**Goal of the exercise**.
The entries below must be retyped in full. Keep every word the same.

● ● ● ● ● ● ●

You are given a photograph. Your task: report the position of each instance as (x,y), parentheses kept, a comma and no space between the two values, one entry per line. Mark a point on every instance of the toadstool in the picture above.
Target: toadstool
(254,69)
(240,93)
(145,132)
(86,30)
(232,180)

● ● ● ● ● ● ●

**Task result**.
You are given a photograph. Your task: report the position of each instance as (x,y), parentheses kept, a comma and no space between the two values, one entry per line. Mark a point on every instance of the toadstool in the picture above.
Target: toadstool
(254,69)
(240,93)
(145,132)
(86,30)
(232,180)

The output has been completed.